▶ Exercise material:
*** Block opens ***

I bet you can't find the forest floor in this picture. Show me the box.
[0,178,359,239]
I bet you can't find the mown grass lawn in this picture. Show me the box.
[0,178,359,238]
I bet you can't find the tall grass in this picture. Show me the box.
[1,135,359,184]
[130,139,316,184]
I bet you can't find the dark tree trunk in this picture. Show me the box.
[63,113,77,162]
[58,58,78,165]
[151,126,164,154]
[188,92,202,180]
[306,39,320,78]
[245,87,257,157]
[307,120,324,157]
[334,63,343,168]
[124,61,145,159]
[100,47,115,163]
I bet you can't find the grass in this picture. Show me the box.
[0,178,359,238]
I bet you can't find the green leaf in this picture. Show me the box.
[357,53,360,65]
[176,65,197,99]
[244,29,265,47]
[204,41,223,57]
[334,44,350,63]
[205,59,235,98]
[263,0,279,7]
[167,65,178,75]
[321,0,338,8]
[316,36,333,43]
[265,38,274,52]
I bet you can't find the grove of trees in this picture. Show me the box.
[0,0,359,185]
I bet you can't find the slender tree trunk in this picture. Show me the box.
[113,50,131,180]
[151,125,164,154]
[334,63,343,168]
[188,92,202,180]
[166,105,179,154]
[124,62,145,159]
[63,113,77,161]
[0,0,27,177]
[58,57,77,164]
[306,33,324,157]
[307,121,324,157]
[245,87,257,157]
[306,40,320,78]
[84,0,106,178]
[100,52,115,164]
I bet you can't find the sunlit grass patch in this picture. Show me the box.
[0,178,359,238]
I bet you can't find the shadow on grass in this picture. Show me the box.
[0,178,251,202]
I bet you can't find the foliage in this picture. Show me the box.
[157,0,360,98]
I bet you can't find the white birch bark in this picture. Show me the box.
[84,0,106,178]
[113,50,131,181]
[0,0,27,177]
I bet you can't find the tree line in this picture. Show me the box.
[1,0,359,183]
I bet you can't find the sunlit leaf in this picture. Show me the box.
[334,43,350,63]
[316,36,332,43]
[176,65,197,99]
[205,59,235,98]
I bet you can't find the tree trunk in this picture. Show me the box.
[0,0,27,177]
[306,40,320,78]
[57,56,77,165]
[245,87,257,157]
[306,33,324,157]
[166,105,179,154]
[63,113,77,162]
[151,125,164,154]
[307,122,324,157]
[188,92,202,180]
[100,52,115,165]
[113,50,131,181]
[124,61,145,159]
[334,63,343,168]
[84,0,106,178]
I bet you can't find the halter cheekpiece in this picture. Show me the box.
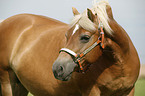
[59,18,104,73]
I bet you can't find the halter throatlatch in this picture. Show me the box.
[59,18,104,73]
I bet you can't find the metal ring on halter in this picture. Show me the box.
[100,32,104,34]
[98,23,103,29]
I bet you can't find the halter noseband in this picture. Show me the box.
[59,19,104,73]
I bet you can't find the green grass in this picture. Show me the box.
[135,78,145,96]
[28,93,33,96]
[28,79,145,96]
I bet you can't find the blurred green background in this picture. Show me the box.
[135,78,145,96]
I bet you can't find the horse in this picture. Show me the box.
[0,0,140,96]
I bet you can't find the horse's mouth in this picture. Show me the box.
[53,70,73,81]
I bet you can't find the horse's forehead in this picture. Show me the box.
[71,24,96,37]
[71,24,92,36]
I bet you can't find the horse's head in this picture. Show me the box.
[53,1,113,81]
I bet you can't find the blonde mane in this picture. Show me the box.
[71,0,113,35]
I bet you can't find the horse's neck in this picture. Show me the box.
[97,21,131,80]
[105,18,133,67]
[103,27,129,75]
[108,19,130,54]
[94,21,131,80]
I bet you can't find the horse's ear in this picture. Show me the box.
[87,8,95,22]
[72,7,80,16]
[106,5,114,19]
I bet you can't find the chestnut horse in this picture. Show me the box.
[0,0,140,96]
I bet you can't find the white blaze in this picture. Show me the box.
[72,24,79,35]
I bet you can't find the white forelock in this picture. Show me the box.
[70,0,113,35]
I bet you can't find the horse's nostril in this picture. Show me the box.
[57,66,64,76]
[58,66,64,72]
[60,66,63,71]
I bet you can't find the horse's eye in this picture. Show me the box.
[80,35,90,43]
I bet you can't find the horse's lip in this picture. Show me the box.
[62,72,73,81]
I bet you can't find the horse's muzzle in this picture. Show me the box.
[52,54,77,81]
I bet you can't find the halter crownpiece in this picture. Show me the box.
[59,18,104,73]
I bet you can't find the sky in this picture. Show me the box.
[0,0,145,64]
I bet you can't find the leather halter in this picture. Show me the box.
[59,19,104,73]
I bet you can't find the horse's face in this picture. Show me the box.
[52,8,103,81]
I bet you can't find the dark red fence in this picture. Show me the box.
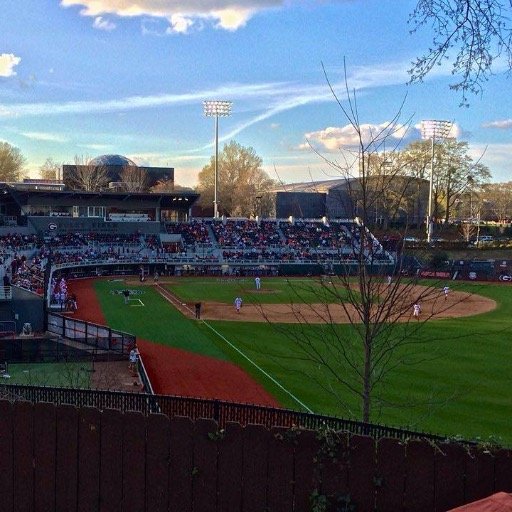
[0,383,460,443]
[0,400,511,512]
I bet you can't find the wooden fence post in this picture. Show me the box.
[0,400,14,511]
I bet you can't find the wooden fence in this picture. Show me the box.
[1,399,511,512]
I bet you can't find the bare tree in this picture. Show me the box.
[409,0,512,104]
[263,68,472,423]
[481,182,512,222]
[120,164,148,192]
[66,155,110,192]
[39,157,61,181]
[150,177,175,193]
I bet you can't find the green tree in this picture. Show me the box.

*** Block closes ***

▶ Exercise directions: Print the material in full and exactly, minus the pictures.

▶ Answer to this task:
I bet you can't find the forest floor in this picture. Show me the box.
[0,178,359,239]
I bet you can't find the mown grass lawn in this picture. Show me the box.
[0,178,359,238]
I bet you can't find the tall grass in this picture. Show me the box.
[1,135,359,184]
[130,139,316,184]
I bet you can't find the dark tree trunk in this picture. Show me the box.
[63,113,77,162]
[58,58,78,165]
[151,126,164,154]
[188,92,202,180]
[306,39,320,78]
[245,87,257,157]
[307,120,324,157]
[334,63,343,168]
[124,61,145,159]
[100,47,115,163]
I bet you can't find the grass in this picture. Show me the box.
[0,178,359,238]
I bet you can't find the green leaf in this picture. Show me the box.
[357,53,360,65]
[176,65,197,99]
[244,29,265,47]
[204,41,223,57]
[334,44,350,63]
[205,59,235,98]
[263,0,279,7]
[167,65,178,75]
[321,0,338,8]
[316,36,333,43]
[265,38,274,52]
I bet you can't find the grove of trees in this picture. Show me the box.
[0,0,359,185]
I bet you can't find the slender tree trunk in this picture. Show me the box.
[113,50,131,180]
[151,125,164,154]
[334,63,343,168]
[188,92,202,180]
[166,105,179,154]
[124,62,145,159]
[63,113,77,161]
[0,0,27,177]
[58,57,77,164]
[306,33,324,157]
[307,121,324,157]
[245,87,257,157]
[306,40,320,78]
[84,0,106,178]
[100,52,115,164]
I bet you can't find the sunlit grass patch in this picture. Show me the box.
[0,178,359,238]
I bet you can't find the shadow on grass in this picture. Show me the box.
[0,178,251,202]
I bet you can't find the foliage in this picture. Show me the box.
[157,0,360,98]
I bet you can't find the white birch bark in this picture. Show me the box.
[84,0,106,178]
[113,50,131,181]
[0,0,27,177]
I bet you can't find the tree line in this picture. Show me the box.
[1,0,359,183]
I bet you can't find the sunlit leaf in this picture. Show me the box.
[334,43,350,63]
[316,36,332,43]
[176,65,197,99]
[205,59,235,98]
I bet you can't find the tree trunk in this picture. Show me the box.
[0,0,27,177]
[306,40,320,78]
[57,56,77,165]
[245,87,257,157]
[306,33,324,157]
[166,105,179,154]
[63,113,77,162]
[151,125,164,154]
[307,122,324,157]
[188,92,202,180]
[100,52,115,165]
[113,50,131,181]
[124,61,145,159]
[334,63,343,168]
[84,0,106,178]
I bet you can't find the halter cheekpiece in this picture. Show me the box.
[59,18,104,73]
I bet you can't find the halter throatlatch in this picture. Show me the box.
[59,18,104,73]
I bet you can't find the metal ring on halter in this picture. Show me the box.
[100,32,104,34]
[98,23,103,29]
I bet you can't find the halter noseband in this picture. Show me the box.
[59,19,104,73]
I bet you can't find the green grass in this picture. Show me the box.
[135,78,145,96]
[28,93,33,96]
[28,79,145,96]
I bet you can't find the blurred green background in this picture. Show me the box.
[135,78,145,96]
I bet you can't find the horse in this picture. Show me the box.
[0,0,140,96]
I bet you can't find the horse's mouth in this picture. Show me the box.
[53,70,73,81]
I bet you can't find the horse's forehead in this picture. Show me the box.
[71,24,96,37]
[71,24,92,36]
I bet you can't find the horse's head in this picture. Show me the box.
[53,1,113,81]
I bet you can't find the blonde mane in this picture. Show me the box.
[71,0,113,35]
I bet you can't find the horse's neck in this picture. Show me the box.
[97,21,131,80]
[105,18,133,67]
[103,27,129,75]
[108,19,130,54]
[94,21,131,80]
I bet you can't find the horse's ear in this picture. Show me the box.
[87,8,95,22]
[72,7,80,16]
[106,5,114,19]
I bet you can't find the chestnut horse in this picture. Show me the box.
[0,0,140,96]
I bet you can't find the white blaze in this picture. Show me the box.
[72,24,79,35]
I bet you can't find the white forelock in this picture. Show me the box.
[70,0,113,35]
I bet you can't find the horse's nostril in this picture. Show me the box.
[57,66,64,76]
[58,66,64,72]
[60,66,63,71]
I bet you can't find the horse's eye in this picture. Show me the box.
[80,35,90,43]
I bet you can't find the horse's lip in this picture. Show me the box.
[62,72,73,81]
I bet you can't find the horse's muzzle in this picture. Show me the box.
[52,54,77,81]
I bet you can't find the halter crownpiece in this picture. Show me the box.
[59,18,104,73]
I bet you can't find the sky in this picture. Show me the box.
[0,0,145,64]
I bet you can't find the leather halter in this picture. Show me the box.
[59,19,104,73]
I bet you can't find the horse's face in this picture. Show me the box.
[52,8,103,81]
I bet you can't find the dark red fence in this picture. Show me the box.
[0,383,460,443]
[0,400,511,512]
I bet you can't find the wooden fence post in this picture. Show me the box.
[0,400,14,511]
I bet you can't find the wooden fence in this picture. Show me the box.
[1,399,511,512]
I bet you can't find the bare tree in this picture. Show me the box.
[409,0,512,104]
[263,68,472,423]
[481,182,512,222]
[120,164,148,192]
[66,155,110,192]
[39,157,61,181]
[150,177,175,193]
I bet you can't find the green tree in this picture. Show me the box.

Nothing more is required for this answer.